» WHAT TO WORK ON:
What lines of the data include the string "ledge"? Copy them all.

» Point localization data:
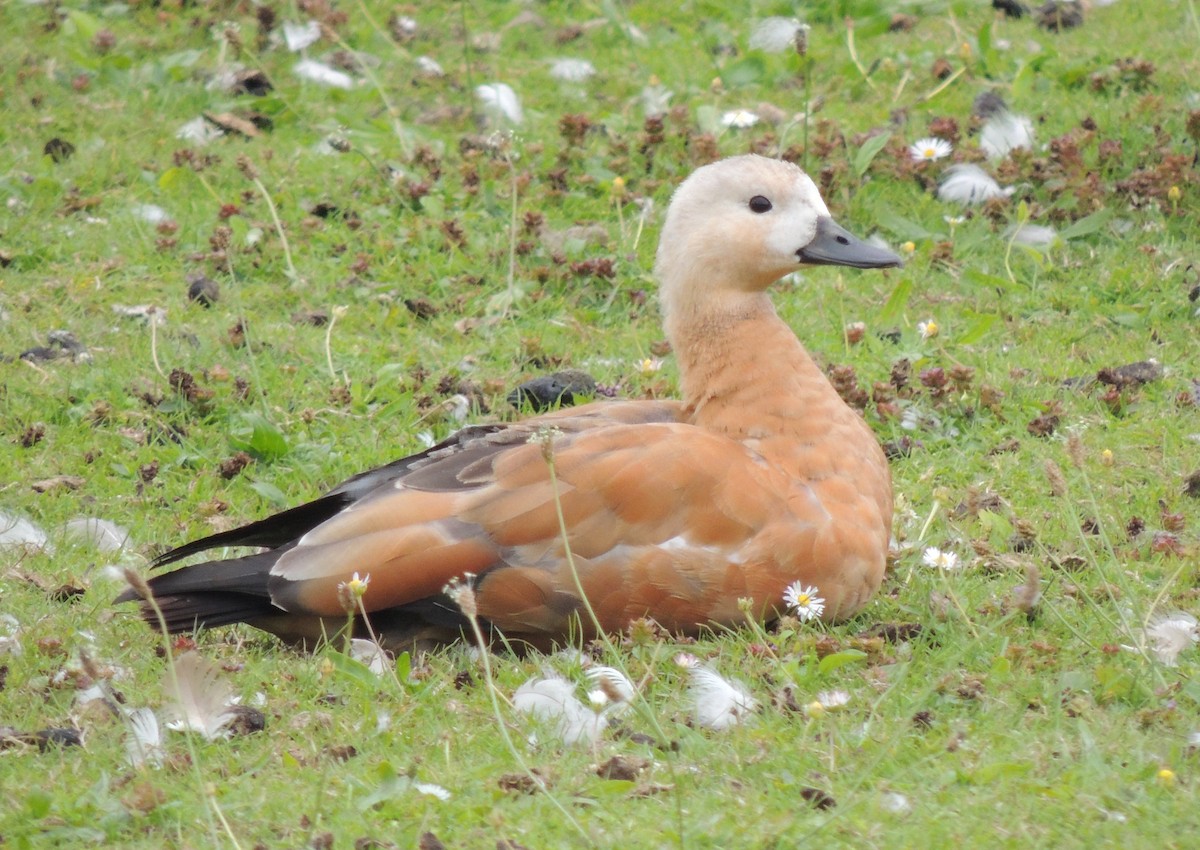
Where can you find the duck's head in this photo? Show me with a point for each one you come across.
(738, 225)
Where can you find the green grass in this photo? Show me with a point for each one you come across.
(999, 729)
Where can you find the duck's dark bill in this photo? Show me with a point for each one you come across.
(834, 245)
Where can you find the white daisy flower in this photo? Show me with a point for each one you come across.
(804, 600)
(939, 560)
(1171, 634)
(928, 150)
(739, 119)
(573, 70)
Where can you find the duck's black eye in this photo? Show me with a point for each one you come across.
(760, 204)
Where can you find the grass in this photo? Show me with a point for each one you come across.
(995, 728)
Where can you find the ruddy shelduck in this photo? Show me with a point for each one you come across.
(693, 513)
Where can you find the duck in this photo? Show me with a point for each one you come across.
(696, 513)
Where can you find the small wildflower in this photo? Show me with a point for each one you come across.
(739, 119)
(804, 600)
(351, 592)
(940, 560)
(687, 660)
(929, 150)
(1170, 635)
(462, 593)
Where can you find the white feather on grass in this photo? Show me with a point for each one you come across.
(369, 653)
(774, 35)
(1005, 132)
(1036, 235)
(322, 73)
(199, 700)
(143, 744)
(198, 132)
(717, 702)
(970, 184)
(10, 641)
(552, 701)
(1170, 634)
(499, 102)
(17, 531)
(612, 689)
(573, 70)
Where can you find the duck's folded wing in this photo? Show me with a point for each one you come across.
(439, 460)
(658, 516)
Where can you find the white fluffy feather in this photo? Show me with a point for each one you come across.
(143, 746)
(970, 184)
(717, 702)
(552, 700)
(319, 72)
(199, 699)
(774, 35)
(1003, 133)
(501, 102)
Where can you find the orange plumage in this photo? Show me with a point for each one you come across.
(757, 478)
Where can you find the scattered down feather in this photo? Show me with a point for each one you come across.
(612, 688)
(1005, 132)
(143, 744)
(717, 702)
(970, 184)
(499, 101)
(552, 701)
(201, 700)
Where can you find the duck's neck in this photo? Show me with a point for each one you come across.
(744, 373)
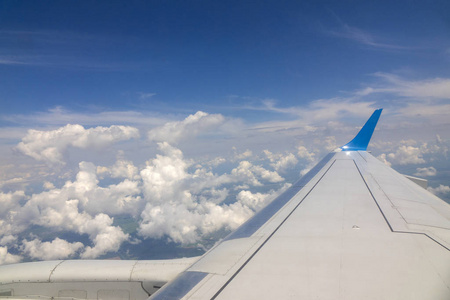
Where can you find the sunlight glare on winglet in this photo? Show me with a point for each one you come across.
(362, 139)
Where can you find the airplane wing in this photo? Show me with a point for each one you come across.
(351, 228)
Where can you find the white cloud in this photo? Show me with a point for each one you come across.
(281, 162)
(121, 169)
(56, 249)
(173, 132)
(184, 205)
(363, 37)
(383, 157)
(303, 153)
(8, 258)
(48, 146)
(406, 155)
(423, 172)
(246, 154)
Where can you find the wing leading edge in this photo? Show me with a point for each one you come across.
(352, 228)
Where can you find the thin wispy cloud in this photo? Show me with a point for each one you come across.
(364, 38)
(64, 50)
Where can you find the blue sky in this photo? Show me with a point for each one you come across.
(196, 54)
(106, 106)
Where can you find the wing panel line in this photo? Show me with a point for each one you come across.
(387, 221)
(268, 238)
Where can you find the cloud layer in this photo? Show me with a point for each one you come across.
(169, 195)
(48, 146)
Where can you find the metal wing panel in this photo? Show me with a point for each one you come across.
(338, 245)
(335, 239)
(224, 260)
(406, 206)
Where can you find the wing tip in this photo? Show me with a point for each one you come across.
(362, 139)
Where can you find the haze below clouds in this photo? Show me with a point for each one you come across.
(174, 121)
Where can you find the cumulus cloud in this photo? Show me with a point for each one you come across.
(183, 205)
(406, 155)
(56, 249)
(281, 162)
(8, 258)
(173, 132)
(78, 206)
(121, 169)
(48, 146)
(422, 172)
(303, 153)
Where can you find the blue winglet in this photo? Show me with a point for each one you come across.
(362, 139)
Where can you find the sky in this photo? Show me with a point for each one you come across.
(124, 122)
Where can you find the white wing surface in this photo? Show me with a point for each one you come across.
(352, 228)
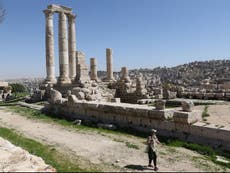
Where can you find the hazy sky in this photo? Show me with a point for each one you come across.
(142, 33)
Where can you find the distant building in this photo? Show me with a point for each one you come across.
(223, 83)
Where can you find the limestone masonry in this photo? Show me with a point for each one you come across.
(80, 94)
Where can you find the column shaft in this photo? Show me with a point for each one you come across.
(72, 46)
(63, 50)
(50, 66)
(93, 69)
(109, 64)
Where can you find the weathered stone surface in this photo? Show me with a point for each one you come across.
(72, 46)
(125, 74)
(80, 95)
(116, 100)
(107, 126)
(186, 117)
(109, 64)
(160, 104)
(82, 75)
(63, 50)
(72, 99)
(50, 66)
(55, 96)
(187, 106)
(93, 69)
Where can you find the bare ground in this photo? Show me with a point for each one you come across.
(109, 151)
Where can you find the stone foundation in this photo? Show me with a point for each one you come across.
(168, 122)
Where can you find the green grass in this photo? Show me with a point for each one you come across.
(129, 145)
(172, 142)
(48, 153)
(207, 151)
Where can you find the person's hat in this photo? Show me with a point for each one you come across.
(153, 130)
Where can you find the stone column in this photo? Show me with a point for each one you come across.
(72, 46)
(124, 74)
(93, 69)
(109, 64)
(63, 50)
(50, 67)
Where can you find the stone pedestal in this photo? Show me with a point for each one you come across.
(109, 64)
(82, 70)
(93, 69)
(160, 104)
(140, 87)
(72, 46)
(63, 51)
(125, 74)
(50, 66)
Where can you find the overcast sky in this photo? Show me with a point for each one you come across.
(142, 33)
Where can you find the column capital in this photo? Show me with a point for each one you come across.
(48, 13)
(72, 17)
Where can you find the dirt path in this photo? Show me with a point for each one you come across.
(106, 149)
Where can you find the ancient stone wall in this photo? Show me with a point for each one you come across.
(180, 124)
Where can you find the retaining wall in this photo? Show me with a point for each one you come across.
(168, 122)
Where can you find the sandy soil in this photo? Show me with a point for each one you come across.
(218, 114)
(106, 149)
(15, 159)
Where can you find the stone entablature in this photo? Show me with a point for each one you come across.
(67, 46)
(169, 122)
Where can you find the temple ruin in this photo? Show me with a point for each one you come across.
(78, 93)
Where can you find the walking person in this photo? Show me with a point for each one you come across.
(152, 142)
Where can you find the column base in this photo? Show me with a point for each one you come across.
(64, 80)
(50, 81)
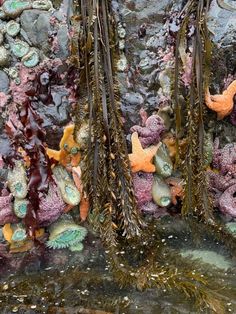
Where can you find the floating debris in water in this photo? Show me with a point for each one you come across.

--

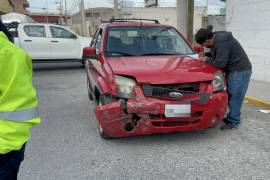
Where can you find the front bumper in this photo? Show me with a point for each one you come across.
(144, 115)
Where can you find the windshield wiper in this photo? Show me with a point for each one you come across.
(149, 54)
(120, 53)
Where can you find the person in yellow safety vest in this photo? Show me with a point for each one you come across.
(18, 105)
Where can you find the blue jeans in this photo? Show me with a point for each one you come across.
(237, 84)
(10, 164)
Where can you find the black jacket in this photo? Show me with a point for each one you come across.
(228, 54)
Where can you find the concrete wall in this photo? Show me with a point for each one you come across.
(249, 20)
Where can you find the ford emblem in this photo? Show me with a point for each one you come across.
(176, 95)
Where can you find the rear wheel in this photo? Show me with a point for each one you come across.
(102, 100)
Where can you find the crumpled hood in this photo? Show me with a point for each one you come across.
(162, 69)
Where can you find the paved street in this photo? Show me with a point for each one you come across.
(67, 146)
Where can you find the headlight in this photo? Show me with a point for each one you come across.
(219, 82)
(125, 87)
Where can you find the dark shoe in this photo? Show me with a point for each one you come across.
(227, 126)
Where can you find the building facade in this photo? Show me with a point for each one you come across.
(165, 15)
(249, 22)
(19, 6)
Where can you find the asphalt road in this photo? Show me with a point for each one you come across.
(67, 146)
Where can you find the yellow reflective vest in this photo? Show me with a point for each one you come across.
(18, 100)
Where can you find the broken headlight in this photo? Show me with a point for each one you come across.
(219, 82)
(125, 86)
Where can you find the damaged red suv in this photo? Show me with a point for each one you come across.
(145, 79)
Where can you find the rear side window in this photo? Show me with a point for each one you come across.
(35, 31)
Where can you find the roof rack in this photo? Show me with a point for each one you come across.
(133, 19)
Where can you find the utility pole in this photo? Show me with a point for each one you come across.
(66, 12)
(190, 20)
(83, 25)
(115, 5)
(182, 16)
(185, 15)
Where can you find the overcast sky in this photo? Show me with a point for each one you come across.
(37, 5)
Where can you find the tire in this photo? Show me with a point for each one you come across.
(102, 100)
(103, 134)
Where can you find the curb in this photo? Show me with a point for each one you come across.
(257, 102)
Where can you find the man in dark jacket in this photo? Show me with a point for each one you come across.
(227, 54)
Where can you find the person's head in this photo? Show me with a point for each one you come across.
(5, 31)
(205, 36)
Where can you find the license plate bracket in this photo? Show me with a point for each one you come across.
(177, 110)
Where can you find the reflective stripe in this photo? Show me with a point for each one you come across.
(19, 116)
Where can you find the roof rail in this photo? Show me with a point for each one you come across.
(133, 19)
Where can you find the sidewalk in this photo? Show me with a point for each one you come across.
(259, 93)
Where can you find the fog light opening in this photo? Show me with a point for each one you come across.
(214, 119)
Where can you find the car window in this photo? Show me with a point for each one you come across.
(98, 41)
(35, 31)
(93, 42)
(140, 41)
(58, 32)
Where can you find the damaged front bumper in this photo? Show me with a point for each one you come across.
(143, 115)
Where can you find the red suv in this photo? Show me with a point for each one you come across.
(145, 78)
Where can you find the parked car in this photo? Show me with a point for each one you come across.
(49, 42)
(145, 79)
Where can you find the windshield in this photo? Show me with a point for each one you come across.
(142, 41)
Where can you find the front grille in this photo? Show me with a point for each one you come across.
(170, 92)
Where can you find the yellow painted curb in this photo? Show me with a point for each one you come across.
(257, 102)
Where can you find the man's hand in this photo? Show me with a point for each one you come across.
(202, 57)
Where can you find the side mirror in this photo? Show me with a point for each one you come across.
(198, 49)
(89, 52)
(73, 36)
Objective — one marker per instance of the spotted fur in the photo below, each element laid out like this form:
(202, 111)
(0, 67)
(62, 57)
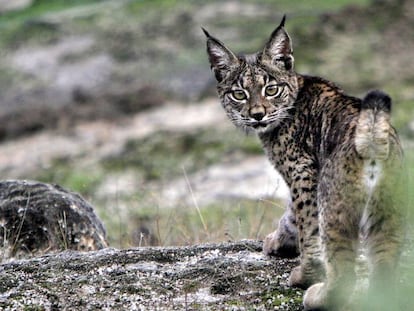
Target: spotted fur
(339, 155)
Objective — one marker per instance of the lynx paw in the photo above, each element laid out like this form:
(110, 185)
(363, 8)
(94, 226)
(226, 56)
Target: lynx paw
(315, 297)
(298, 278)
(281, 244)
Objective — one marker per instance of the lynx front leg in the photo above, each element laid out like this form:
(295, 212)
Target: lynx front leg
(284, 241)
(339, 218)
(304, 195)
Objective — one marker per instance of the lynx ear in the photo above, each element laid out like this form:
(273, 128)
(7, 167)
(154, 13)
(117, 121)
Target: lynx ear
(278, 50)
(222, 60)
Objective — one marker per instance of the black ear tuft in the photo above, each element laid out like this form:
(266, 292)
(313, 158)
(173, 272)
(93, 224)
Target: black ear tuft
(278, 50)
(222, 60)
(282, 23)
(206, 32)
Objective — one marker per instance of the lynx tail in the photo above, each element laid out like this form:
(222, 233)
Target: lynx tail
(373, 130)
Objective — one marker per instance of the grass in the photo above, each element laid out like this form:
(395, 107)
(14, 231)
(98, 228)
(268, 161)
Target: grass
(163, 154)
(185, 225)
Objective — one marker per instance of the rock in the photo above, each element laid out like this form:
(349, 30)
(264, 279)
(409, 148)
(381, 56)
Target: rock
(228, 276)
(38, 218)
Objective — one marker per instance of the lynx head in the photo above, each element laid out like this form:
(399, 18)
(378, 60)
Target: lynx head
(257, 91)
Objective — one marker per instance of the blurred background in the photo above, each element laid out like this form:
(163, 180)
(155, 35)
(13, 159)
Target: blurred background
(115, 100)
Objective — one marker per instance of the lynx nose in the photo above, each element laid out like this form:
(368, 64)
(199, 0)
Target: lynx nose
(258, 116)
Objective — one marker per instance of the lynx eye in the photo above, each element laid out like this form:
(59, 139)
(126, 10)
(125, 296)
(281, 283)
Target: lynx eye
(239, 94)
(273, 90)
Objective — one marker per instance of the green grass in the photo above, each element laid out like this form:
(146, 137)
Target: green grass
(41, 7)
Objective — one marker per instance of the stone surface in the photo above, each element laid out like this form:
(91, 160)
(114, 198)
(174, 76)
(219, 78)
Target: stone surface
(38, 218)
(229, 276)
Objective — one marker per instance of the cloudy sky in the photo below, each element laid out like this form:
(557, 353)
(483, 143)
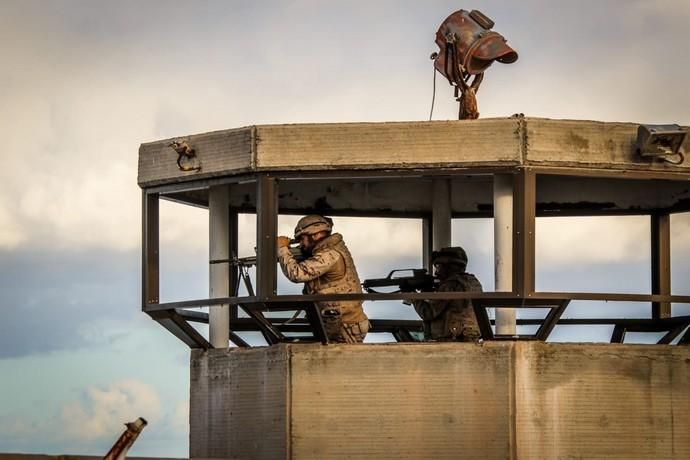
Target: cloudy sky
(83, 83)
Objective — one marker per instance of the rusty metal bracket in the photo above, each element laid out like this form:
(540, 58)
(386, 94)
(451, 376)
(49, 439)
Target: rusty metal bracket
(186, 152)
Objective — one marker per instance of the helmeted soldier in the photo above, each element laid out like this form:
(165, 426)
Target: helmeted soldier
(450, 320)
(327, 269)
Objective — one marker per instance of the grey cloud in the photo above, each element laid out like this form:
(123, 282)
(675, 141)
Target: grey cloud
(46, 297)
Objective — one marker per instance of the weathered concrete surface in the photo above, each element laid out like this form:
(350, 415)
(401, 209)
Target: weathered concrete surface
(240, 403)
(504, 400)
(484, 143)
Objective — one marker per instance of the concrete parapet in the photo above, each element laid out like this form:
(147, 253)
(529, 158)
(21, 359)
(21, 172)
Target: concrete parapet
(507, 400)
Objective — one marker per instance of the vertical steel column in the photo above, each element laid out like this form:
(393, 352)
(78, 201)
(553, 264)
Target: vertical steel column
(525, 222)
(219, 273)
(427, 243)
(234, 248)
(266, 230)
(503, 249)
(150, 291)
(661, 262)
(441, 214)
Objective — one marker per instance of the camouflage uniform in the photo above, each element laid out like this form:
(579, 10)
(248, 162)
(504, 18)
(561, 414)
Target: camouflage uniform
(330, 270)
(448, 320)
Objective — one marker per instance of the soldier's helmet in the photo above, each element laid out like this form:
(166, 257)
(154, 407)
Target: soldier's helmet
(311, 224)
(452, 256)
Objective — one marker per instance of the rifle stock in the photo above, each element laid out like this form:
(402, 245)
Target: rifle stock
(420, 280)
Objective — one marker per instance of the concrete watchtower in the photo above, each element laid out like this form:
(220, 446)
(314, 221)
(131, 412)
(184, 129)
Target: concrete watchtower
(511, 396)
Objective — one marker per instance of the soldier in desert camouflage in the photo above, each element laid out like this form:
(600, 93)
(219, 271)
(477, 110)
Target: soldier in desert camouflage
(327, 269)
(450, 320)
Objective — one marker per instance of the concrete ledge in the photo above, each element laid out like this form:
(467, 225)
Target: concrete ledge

==

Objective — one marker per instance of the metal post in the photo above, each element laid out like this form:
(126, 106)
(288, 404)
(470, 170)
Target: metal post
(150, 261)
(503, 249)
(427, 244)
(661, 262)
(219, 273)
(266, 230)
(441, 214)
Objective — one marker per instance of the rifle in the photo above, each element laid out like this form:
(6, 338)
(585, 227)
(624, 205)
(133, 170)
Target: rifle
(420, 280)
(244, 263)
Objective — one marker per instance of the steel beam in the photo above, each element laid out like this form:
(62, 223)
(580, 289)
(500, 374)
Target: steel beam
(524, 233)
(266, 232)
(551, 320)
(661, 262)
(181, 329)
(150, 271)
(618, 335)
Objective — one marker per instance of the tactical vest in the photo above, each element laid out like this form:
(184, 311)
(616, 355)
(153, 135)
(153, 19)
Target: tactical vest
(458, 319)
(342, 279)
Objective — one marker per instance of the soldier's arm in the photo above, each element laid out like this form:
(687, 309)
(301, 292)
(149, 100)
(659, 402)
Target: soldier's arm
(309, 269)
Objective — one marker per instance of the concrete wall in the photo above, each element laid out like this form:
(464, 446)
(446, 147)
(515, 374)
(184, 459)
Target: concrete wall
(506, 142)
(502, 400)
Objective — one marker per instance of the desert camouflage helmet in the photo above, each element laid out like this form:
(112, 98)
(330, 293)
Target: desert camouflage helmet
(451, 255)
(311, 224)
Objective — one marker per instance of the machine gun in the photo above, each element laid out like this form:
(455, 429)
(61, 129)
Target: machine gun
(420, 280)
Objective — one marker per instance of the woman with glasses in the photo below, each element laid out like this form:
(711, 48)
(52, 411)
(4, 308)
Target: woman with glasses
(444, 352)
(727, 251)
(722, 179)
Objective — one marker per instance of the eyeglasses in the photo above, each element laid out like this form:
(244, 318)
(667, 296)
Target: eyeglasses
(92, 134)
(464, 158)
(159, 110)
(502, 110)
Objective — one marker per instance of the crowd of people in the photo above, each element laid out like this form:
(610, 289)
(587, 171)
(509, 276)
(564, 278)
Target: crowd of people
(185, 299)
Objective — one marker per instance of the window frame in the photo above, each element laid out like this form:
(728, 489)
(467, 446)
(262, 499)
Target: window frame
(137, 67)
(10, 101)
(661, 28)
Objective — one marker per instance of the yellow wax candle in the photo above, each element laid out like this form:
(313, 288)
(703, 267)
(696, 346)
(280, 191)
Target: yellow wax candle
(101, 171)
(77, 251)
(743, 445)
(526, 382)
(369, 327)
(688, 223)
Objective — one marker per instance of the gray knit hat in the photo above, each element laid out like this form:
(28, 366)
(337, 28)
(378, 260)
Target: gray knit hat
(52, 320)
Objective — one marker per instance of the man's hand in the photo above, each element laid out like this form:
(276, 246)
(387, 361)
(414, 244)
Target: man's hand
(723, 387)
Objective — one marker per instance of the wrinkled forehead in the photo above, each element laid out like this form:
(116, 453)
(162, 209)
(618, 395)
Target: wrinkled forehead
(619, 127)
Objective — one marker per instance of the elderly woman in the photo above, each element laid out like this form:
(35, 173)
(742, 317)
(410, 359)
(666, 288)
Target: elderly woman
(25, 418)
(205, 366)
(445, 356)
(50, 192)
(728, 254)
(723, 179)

» WRITTEN RESPONSE:
Objective — one marker per instance of the concrete ledge in the photo above, each element laid out like this form:
Target: concrete ledge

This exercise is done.